» **Passage à examiner**:
....

Déroulement du procès

Discours du chef de la délégation américaine

Le 20 novembre, c’est-à-dire un mois après la lecture de l’acte d’accusation, conformément au Statut, le procès commençait par l’accusation américaine.

M. Jackson, le chef de la délégation américaine ouvrait le feu de l’accusation en ces termes :

« Le privilège d’inaugurer dans l’histoire le premier procès pour ces crimes contre la paix du monde impose de graves responsabilités. Les crimes que nous cherchons à condamner et à punir ont été si prémédités, si néfastes et dévastateurs, que la civilisation ne peut tolérer qu’on les ignore, car elle ne pourrait survivre à leur répétition. Que quatre grandes nations exaltées par leur victoire, profondément blessées, arrêtent les mains vengeresses et livrent volontairement leurs ennemis captifs au jugement de la loi est l’un des plus grands tributs que la Force paya jamais à la Raison. »

....

» **Action demandée A**:
Recopiez, s'il vous plaît, tout ce qui va de « Le 20 novembre, c’est-à-dire » jusqu'à « par l’accusation américaine. » dans le passage sur l'ouverture du procès.
» **Action demandée B**:
Relevez dans le passage sur l'ouverture du procès les adjectifs que M. Jackson place après « si » pour qualifier les crimes.

....

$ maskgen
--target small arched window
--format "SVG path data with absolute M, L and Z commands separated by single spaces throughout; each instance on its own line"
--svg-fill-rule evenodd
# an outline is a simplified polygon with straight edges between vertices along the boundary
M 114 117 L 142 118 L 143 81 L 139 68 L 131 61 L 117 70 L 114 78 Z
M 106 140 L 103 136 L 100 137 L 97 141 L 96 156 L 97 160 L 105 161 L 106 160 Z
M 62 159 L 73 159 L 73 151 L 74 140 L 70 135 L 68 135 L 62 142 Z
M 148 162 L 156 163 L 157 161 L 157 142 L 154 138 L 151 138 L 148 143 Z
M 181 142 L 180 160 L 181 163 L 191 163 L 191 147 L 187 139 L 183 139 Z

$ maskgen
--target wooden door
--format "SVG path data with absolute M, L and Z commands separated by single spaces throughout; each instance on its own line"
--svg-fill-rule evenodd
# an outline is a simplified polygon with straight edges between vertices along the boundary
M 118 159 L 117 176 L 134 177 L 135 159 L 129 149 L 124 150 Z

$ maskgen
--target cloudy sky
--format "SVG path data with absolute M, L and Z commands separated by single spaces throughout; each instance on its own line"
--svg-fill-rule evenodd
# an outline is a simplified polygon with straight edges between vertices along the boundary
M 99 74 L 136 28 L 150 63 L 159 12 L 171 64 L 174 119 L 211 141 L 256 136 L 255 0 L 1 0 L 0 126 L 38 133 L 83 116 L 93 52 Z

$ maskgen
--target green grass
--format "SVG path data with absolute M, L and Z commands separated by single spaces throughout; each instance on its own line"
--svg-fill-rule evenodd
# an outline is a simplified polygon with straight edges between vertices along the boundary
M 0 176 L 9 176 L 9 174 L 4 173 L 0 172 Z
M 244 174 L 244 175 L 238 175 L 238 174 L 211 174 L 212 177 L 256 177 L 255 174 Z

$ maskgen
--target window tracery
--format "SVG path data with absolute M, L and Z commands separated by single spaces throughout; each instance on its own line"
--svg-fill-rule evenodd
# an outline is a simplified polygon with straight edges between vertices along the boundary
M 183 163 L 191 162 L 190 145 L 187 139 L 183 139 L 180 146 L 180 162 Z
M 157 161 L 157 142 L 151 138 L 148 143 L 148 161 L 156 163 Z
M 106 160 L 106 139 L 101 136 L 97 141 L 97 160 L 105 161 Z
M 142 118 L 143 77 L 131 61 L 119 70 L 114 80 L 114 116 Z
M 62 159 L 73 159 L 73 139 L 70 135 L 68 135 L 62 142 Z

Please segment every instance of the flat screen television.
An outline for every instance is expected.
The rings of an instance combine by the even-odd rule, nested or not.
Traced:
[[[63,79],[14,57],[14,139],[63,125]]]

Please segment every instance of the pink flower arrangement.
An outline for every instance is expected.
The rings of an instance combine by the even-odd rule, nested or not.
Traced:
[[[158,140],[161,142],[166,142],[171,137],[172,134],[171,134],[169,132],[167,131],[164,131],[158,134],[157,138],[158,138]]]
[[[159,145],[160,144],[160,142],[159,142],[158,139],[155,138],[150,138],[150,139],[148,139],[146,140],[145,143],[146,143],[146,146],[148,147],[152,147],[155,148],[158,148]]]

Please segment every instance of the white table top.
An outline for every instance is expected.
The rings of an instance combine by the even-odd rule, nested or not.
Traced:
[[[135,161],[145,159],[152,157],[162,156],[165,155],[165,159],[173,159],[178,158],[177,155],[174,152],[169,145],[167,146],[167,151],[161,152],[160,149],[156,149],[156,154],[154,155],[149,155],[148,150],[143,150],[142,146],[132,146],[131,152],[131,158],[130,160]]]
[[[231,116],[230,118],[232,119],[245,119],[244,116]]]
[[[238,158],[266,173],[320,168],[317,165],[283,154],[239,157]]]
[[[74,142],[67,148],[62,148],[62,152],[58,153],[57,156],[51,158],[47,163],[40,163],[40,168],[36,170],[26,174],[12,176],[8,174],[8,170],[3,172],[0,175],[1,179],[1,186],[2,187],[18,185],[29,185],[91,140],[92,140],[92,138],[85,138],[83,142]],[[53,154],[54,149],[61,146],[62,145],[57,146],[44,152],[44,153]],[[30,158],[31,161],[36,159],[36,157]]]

....

» **Réponse attendue A**:
Le 20 novembre, c’est-à-dire un mois après la lecture de l’acte d’accusation, conformément au Statut, le procès commençait par l’accusation américaine.

» **Réponse attendue B**:
- prémédités
- néfastes
- dévastateurs